| EXERCISE OBJECTIVE |
Rewrite the stretch from the line containing "of the outstretched" through the end of the items, putting "frame" in place of "shot" and keeping everything else the same.

| Point annotation dataset items |

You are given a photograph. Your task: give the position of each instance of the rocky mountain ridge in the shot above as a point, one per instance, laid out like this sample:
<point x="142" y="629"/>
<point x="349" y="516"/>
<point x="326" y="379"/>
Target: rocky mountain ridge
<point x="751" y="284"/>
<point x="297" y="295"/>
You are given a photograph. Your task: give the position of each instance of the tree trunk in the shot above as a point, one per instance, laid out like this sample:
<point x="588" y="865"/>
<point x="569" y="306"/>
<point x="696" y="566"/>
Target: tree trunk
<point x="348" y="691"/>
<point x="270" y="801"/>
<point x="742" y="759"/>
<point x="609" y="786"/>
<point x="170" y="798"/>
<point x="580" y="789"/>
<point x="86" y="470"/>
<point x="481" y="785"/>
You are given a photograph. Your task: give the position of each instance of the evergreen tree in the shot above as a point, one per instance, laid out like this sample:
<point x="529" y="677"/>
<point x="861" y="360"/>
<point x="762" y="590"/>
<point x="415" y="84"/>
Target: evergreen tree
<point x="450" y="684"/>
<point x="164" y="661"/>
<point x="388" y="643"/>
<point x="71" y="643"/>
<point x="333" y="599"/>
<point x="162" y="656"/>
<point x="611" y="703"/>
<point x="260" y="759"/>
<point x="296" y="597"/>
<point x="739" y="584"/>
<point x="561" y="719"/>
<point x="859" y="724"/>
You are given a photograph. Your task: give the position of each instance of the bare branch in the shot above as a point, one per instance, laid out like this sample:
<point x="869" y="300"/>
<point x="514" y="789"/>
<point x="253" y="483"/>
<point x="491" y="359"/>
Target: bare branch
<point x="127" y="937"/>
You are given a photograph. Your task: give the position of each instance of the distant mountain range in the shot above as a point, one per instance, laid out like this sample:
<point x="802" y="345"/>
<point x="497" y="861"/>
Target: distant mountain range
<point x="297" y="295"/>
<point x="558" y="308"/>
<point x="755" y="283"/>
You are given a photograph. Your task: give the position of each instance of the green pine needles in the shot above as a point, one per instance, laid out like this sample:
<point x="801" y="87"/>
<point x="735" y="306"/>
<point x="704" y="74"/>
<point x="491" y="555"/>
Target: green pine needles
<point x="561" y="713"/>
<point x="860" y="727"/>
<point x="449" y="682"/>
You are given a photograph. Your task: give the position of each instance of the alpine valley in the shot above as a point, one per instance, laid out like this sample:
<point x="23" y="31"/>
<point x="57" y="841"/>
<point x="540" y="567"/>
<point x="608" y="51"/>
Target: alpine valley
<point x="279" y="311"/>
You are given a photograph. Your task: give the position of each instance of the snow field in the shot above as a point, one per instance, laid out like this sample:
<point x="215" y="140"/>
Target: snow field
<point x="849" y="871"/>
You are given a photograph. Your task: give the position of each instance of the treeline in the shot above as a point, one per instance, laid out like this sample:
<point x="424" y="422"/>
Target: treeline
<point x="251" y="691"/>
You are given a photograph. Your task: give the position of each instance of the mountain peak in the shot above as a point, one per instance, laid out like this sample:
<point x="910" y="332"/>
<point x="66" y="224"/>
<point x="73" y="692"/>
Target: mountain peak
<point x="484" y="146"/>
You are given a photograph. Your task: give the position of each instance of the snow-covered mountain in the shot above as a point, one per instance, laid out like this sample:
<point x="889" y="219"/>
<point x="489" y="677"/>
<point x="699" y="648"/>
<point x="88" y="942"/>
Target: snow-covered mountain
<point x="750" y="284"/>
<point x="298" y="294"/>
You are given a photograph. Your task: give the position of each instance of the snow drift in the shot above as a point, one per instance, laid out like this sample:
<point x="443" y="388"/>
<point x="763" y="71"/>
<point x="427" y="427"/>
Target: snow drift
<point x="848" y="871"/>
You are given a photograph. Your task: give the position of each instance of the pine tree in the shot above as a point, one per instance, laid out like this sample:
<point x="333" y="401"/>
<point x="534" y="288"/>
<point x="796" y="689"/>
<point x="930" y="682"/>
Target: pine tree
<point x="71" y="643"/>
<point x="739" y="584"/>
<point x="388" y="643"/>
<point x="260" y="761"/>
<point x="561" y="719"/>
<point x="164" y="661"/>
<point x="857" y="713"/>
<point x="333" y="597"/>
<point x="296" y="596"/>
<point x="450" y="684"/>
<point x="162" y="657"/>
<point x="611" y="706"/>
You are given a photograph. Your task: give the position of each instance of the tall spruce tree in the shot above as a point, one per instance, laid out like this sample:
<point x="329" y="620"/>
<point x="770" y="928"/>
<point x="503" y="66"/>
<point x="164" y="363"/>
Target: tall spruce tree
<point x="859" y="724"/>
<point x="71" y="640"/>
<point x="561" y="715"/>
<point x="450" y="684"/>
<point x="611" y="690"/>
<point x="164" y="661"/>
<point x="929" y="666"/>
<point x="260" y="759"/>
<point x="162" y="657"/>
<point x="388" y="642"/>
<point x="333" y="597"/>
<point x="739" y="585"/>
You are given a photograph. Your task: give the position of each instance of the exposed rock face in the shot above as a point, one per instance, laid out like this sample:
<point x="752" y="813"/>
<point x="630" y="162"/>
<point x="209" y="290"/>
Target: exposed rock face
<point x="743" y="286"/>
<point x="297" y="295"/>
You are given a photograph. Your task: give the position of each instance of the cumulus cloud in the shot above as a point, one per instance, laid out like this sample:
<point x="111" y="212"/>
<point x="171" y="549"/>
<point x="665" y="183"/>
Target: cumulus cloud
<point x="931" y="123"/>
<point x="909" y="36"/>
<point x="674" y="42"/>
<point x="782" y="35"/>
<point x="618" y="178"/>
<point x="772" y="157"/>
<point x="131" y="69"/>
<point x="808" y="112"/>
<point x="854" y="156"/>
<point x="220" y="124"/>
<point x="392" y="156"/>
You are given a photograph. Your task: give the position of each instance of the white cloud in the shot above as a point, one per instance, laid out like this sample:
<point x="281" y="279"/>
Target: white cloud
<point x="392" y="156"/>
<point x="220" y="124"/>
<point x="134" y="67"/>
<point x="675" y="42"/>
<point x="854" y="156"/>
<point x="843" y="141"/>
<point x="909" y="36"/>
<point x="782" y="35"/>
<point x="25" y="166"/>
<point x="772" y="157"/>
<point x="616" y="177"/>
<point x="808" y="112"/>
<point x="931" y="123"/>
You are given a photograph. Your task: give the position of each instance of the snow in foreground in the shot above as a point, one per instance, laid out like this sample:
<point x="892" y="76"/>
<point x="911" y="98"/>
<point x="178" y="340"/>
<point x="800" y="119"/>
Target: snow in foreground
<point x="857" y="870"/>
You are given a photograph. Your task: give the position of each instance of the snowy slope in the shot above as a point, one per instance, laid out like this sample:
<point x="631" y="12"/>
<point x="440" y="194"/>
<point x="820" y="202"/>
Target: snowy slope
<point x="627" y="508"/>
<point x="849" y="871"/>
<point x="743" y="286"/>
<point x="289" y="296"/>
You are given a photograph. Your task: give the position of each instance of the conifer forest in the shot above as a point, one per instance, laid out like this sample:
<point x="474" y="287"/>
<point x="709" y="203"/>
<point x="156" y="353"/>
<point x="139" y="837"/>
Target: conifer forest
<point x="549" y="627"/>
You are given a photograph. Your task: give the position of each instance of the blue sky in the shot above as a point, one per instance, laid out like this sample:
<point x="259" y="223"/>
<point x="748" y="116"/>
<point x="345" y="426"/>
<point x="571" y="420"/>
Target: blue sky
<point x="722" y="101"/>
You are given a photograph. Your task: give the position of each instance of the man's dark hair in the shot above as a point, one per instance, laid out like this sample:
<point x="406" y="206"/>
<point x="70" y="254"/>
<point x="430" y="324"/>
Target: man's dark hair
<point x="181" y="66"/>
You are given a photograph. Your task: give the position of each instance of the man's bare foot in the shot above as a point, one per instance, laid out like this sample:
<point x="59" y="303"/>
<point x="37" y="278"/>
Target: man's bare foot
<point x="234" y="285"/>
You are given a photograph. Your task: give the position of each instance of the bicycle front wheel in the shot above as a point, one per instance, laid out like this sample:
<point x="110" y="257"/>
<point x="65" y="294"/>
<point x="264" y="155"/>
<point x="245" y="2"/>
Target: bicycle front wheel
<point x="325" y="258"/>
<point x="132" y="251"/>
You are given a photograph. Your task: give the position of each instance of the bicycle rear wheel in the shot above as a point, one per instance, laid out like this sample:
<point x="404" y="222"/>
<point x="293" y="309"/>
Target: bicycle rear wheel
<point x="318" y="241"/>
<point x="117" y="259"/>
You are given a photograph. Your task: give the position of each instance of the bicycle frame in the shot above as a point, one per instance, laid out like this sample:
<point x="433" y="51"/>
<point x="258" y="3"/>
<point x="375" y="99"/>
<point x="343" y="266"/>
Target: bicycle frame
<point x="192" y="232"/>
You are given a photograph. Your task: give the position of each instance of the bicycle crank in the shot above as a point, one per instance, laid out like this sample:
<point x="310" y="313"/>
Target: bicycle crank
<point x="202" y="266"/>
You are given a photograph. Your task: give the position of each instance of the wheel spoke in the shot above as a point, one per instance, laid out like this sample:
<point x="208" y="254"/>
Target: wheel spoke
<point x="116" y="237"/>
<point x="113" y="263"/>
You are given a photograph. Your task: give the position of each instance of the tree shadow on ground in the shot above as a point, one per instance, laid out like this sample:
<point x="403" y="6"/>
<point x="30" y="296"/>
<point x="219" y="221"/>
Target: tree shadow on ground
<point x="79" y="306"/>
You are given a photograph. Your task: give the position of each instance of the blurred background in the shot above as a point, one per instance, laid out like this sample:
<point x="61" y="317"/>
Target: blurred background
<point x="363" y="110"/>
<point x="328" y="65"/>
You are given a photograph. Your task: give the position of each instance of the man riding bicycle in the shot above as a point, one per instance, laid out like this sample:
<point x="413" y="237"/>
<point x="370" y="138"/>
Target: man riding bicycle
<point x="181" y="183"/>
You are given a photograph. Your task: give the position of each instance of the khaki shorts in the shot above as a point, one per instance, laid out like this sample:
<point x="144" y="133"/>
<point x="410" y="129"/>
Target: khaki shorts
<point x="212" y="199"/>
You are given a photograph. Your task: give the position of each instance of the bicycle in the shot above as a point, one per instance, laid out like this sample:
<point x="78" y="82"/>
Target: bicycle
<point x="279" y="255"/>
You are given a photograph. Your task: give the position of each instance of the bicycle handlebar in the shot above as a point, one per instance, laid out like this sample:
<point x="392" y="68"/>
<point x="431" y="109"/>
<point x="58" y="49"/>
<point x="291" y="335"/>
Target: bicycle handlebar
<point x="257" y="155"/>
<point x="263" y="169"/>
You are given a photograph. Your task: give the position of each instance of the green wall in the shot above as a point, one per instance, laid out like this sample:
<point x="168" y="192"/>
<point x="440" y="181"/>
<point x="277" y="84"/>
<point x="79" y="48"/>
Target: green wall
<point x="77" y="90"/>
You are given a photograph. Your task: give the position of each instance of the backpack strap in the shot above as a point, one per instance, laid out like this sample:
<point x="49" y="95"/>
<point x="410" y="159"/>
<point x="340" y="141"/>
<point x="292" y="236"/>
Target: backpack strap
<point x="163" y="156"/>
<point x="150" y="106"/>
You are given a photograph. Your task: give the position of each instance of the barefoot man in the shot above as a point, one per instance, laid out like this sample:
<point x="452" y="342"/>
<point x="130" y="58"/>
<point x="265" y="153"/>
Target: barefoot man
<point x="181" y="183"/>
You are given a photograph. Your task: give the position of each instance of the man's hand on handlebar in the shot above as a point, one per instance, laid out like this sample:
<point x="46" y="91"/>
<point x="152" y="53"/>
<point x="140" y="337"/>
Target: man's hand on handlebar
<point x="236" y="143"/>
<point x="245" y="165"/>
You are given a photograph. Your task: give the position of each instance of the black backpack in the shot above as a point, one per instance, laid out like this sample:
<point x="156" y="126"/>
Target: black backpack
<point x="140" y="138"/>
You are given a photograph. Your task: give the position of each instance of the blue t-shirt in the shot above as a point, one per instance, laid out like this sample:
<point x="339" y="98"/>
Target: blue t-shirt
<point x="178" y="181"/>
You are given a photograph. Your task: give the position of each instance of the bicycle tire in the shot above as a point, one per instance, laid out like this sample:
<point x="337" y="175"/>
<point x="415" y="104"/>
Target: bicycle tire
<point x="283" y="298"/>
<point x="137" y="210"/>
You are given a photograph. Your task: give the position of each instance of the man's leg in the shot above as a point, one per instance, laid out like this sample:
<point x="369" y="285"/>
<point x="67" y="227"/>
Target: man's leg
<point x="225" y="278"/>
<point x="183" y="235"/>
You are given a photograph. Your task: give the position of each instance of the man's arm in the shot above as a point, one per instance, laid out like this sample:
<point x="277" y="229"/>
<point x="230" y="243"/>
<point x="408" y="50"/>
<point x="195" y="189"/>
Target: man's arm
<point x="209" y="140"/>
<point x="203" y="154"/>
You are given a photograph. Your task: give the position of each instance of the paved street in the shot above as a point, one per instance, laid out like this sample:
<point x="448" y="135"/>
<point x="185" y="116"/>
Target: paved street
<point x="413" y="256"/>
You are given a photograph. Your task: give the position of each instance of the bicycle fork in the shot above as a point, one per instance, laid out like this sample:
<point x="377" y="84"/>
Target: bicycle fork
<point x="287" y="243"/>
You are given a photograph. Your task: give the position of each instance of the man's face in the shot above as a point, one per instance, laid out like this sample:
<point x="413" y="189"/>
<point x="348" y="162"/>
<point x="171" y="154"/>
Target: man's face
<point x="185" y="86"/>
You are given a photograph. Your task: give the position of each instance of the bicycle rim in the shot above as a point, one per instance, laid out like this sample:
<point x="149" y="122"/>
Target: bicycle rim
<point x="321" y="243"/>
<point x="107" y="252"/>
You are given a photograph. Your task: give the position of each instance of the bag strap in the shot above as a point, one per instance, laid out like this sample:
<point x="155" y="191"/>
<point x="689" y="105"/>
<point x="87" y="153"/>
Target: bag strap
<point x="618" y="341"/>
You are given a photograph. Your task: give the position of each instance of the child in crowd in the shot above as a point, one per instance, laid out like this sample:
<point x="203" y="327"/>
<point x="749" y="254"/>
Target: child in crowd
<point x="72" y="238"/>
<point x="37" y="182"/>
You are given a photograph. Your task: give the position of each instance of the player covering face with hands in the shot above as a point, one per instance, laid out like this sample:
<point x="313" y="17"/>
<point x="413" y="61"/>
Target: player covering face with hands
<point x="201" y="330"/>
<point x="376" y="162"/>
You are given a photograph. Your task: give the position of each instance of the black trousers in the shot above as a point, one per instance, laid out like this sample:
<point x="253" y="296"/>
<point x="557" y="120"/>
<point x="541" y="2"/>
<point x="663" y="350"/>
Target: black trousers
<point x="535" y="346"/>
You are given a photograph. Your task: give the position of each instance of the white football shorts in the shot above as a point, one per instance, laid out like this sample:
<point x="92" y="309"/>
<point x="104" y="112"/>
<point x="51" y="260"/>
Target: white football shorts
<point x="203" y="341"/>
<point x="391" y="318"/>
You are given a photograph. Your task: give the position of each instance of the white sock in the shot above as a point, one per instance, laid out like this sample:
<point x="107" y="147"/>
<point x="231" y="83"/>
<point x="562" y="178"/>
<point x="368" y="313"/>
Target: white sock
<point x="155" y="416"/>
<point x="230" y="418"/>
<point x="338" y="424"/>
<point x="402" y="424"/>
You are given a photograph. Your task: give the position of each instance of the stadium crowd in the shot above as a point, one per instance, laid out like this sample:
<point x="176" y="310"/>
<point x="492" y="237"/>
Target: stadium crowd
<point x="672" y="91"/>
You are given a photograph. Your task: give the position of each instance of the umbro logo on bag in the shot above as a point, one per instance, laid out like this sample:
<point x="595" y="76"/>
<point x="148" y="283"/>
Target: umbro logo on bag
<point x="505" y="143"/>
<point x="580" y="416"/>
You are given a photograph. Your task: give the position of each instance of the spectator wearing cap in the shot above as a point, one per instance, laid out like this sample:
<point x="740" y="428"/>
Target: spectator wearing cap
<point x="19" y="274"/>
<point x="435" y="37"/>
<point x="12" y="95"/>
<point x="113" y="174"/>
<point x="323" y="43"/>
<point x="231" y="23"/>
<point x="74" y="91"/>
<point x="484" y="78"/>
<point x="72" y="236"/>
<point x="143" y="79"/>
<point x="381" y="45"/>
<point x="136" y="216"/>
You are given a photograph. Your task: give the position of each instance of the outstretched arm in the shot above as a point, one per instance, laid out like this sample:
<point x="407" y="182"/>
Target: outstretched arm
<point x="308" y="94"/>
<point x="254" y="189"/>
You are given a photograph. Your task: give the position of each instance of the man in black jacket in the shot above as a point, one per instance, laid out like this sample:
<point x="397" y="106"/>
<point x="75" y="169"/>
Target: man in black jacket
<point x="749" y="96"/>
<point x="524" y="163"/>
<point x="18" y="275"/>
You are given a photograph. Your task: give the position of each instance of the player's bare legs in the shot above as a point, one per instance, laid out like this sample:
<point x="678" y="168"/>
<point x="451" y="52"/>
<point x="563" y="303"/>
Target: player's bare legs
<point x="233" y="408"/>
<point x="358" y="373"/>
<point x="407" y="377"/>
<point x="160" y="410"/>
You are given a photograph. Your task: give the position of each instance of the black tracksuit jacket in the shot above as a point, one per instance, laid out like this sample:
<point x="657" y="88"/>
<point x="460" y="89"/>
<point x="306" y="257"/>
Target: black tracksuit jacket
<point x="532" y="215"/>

| SOLUTION TO THE PROBLEM |
You are given a photograph. Your task: give the position of each instance of the outstretched arm in the frame above as a point, one per instance, laid out like this sample:
<point x="407" y="182"/>
Target: outstretched arm
<point x="308" y="94"/>
<point x="254" y="189"/>
You are given a photograph. Your task: give the position of each instance of the man in black jacket in the frame above as a point, one per instance, laid out like this sample:
<point x="397" y="106"/>
<point x="75" y="169"/>
Target: man in black jacket
<point x="749" y="96"/>
<point x="524" y="163"/>
<point x="18" y="275"/>
You are given a photograph. Your task: give the position of each instance of the player's bare legs in the frame above as a point, one per instance, laid out like this sample:
<point x="678" y="168"/>
<point x="451" y="52"/>
<point x="563" y="303"/>
Target: player's bare legs
<point x="233" y="408"/>
<point x="358" y="373"/>
<point x="407" y="377"/>
<point x="160" y="410"/>
You are given a photograph. Your task: give the position of each instance of the black tracksuit jacket in the frame above as a point, one per instance, laid out like this sample:
<point x="657" y="88"/>
<point x="460" y="89"/>
<point x="306" y="257"/>
Target: black tracksuit jacket
<point x="532" y="215"/>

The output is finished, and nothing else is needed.